** Data to examine follows **

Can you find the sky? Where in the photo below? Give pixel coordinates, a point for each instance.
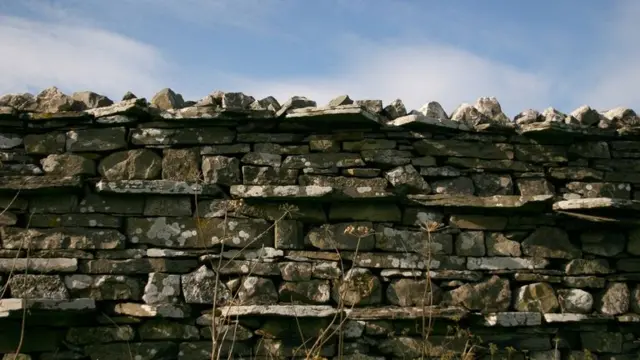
(528, 54)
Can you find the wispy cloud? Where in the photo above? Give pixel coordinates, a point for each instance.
(39, 54)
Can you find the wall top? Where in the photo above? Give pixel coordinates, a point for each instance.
(484, 116)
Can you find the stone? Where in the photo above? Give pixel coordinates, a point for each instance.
(587, 267)
(187, 233)
(266, 175)
(257, 291)
(395, 109)
(493, 184)
(203, 287)
(306, 292)
(166, 99)
(162, 289)
(458, 148)
(410, 292)
(221, 170)
(45, 144)
(139, 164)
(344, 236)
(406, 179)
(493, 295)
(470, 243)
(462, 186)
(536, 297)
(158, 205)
(37, 287)
(63, 238)
(358, 287)
(550, 242)
(421, 242)
(180, 164)
(91, 100)
(68, 165)
(98, 335)
(104, 287)
(323, 161)
(575, 301)
(500, 244)
(98, 140)
(386, 157)
(434, 110)
(615, 299)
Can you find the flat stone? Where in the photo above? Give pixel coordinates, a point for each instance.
(89, 140)
(280, 191)
(104, 287)
(159, 187)
(505, 263)
(464, 149)
(67, 238)
(39, 184)
(183, 136)
(68, 165)
(511, 319)
(323, 161)
(139, 164)
(49, 265)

** End of Data to examine **

*Directions*: Your answer must contain the full data, repeated exactly, without pictures.

*Output*:
Can you find the sky? Where in the photo below? Give pixel coordinates, a point for each instance.
(528, 54)
Can you find the wispy cloud? Where in the photo above? Give pixel coordinates, a point for each instance.
(39, 54)
Can you find the wall top? Where in the photo above? Give pixel coordinates, a point for each instance.
(484, 116)
Can you find the stone? Where in the photo above? Give pixel coordinates, a point for each instance.
(587, 267)
(187, 233)
(266, 175)
(257, 291)
(395, 109)
(493, 184)
(203, 287)
(306, 292)
(166, 99)
(162, 289)
(458, 148)
(410, 292)
(221, 170)
(45, 144)
(139, 164)
(344, 236)
(406, 179)
(493, 295)
(470, 243)
(462, 186)
(536, 297)
(158, 205)
(37, 287)
(63, 238)
(358, 287)
(550, 242)
(421, 242)
(180, 164)
(91, 100)
(68, 165)
(98, 335)
(104, 287)
(323, 161)
(575, 301)
(500, 244)
(98, 140)
(386, 157)
(434, 110)
(615, 299)
Can you find the flat stone? Where in the photo above? Give pixel coordinates, a point for each instance.
(89, 140)
(280, 191)
(104, 287)
(159, 187)
(505, 263)
(464, 149)
(67, 238)
(39, 184)
(183, 136)
(68, 165)
(511, 319)
(323, 161)
(139, 164)
(49, 265)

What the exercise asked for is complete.